Record list:
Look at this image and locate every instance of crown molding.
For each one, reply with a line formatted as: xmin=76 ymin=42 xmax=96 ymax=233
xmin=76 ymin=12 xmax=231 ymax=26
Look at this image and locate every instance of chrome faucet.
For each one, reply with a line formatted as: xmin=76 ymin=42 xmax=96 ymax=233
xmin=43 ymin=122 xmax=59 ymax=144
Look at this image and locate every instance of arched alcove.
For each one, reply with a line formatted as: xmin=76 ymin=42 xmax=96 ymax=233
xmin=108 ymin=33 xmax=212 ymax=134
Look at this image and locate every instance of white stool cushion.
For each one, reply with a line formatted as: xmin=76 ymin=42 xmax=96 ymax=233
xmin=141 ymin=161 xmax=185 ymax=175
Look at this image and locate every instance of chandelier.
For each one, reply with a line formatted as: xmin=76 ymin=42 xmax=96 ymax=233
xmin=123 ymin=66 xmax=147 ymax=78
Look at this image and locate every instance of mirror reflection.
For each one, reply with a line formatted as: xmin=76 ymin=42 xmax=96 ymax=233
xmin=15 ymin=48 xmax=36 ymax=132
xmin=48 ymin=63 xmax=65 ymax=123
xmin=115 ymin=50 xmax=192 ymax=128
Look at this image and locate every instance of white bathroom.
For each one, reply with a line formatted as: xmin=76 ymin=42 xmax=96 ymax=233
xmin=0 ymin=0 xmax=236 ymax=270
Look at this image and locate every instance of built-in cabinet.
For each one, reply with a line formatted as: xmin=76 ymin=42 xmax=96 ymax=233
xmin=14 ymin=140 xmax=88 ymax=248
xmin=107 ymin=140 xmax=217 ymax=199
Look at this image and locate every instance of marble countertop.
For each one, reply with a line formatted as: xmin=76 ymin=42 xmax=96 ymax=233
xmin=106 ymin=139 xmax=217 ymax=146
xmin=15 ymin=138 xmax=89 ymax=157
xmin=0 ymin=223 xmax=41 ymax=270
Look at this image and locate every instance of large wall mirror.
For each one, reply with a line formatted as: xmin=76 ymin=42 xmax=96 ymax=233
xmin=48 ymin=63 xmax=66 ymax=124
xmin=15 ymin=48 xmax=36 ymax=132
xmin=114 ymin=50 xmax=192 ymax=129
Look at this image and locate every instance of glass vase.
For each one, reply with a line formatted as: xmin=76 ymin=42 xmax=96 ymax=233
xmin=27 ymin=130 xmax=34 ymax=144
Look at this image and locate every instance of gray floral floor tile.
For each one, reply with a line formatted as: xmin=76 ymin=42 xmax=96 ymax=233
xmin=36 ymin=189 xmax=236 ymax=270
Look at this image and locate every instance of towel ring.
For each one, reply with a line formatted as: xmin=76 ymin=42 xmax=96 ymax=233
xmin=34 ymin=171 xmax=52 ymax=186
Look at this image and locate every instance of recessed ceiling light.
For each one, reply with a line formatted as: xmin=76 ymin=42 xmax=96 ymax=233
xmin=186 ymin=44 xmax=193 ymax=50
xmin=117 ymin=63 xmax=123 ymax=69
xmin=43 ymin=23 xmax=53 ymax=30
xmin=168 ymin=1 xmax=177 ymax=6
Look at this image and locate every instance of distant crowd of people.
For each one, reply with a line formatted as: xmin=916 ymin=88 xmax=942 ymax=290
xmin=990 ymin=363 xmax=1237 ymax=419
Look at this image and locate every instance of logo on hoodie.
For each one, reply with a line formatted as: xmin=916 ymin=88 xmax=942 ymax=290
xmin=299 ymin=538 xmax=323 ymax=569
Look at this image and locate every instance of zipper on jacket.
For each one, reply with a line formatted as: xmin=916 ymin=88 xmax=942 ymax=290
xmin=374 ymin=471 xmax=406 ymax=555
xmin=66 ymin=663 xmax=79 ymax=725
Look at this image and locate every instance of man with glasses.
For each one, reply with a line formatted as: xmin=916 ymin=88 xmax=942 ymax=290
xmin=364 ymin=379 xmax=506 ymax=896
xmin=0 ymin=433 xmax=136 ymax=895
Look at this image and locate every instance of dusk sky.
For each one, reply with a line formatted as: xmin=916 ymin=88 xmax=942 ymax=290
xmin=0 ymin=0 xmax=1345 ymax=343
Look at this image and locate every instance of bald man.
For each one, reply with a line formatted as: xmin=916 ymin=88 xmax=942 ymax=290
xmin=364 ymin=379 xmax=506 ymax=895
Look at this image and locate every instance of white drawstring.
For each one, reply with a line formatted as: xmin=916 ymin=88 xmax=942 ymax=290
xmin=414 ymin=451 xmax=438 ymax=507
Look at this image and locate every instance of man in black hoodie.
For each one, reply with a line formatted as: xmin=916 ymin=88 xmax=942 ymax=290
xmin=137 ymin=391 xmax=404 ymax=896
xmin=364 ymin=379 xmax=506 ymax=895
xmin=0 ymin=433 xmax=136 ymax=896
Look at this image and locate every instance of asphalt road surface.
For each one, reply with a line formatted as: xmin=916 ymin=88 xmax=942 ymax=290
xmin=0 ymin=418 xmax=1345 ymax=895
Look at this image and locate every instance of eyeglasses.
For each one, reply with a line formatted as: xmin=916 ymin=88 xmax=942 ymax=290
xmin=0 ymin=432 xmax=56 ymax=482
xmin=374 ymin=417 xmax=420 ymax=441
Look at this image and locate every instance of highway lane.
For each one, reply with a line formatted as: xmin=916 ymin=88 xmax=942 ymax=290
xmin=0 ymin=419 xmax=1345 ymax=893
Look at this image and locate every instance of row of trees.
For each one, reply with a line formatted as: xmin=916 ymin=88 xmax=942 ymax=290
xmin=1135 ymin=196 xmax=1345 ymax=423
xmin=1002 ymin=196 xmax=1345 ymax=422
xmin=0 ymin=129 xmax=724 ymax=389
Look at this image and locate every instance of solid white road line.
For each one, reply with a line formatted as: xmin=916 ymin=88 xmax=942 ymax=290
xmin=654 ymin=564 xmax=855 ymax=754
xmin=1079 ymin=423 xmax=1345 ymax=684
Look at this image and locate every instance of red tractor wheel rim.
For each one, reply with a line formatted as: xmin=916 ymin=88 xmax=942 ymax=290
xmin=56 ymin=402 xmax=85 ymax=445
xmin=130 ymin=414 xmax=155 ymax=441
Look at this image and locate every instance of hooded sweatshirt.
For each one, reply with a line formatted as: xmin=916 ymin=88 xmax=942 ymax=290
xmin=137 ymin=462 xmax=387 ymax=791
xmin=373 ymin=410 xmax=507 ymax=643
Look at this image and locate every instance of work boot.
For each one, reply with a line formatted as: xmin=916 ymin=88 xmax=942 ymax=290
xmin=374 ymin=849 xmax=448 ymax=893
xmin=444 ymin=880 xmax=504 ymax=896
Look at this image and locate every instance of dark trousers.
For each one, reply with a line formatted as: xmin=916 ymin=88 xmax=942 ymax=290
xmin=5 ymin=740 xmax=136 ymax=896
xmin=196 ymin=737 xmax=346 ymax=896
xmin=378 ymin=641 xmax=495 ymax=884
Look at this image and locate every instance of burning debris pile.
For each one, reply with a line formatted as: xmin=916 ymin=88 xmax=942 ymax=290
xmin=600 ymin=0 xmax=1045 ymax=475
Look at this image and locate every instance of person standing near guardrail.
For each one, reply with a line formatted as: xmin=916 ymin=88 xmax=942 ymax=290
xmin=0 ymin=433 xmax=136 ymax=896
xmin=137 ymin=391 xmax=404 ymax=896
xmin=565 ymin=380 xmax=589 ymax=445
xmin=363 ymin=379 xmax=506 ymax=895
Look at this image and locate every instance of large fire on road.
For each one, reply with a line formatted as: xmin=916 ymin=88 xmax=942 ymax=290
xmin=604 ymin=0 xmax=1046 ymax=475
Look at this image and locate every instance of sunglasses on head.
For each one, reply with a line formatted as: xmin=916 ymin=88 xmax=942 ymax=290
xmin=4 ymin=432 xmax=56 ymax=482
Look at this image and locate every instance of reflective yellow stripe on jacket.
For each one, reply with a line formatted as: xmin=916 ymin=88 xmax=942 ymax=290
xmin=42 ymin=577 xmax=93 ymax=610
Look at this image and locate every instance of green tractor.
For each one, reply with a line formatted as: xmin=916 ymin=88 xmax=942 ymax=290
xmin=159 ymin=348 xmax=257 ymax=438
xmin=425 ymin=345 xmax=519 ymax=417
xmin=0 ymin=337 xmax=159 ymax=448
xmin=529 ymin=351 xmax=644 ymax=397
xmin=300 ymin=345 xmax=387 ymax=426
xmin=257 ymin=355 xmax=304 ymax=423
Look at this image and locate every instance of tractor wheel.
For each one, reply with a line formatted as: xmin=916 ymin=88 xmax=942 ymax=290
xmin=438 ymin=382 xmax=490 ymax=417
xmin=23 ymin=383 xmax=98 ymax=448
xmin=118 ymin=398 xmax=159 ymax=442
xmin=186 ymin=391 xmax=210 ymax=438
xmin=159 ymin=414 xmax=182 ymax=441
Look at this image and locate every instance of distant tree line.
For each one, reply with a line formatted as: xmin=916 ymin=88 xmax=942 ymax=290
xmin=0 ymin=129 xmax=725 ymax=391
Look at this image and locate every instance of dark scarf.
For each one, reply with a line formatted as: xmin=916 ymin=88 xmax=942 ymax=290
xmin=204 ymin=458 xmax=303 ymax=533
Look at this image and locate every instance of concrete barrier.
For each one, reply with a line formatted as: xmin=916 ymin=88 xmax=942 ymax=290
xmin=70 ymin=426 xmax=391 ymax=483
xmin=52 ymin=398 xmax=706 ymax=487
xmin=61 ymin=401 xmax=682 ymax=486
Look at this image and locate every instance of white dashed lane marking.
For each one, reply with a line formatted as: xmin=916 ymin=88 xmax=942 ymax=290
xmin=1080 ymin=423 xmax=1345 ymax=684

Exercise: The lines to reproduce run from the line containing "Look at this image and locate every instance of green" to the end of the listing; write them out exactly and add nothing.

Written solution:
Look at this image and locate every instance of green tractor.
For each one, reply with a line formatted as: xmin=916 ymin=88 xmax=942 ymax=290
xmin=159 ymin=348 xmax=257 ymax=438
xmin=425 ymin=345 xmax=519 ymax=417
xmin=0 ymin=337 xmax=159 ymax=448
xmin=529 ymin=351 xmax=644 ymax=397
xmin=300 ymin=345 xmax=387 ymax=426
xmin=257 ymin=355 xmax=304 ymax=423
Look at this image and locate every instance of tractor wheel.
For each one, reply with a line formatted as: xmin=916 ymin=88 xmax=942 ymax=290
xmin=438 ymin=382 xmax=490 ymax=417
xmin=23 ymin=383 xmax=98 ymax=448
xmin=118 ymin=398 xmax=159 ymax=442
xmin=186 ymin=391 xmax=210 ymax=438
xmin=159 ymin=414 xmax=182 ymax=441
Look at this image and locate every instance of distant tree line.
For each one, reply with a line formatted as: xmin=916 ymin=88 xmax=942 ymax=290
xmin=0 ymin=129 xmax=725 ymax=391
Look at this image and locate every instance of dark scarf.
For each one, reply with a line formatted as: xmin=916 ymin=88 xmax=942 ymax=290
xmin=204 ymin=458 xmax=303 ymax=533
Look at this image and locate every instance of concrete barrier.
For each one, reply with a line formatted as: xmin=916 ymin=88 xmax=942 ymax=290
xmin=70 ymin=426 xmax=391 ymax=483
xmin=52 ymin=398 xmax=706 ymax=487
xmin=61 ymin=401 xmax=682 ymax=486
Look at this image and locate every instance of white dashed lane marking.
For each one, reply with a line formatted as: xmin=916 ymin=88 xmax=942 ymax=290
xmin=1080 ymin=423 xmax=1345 ymax=684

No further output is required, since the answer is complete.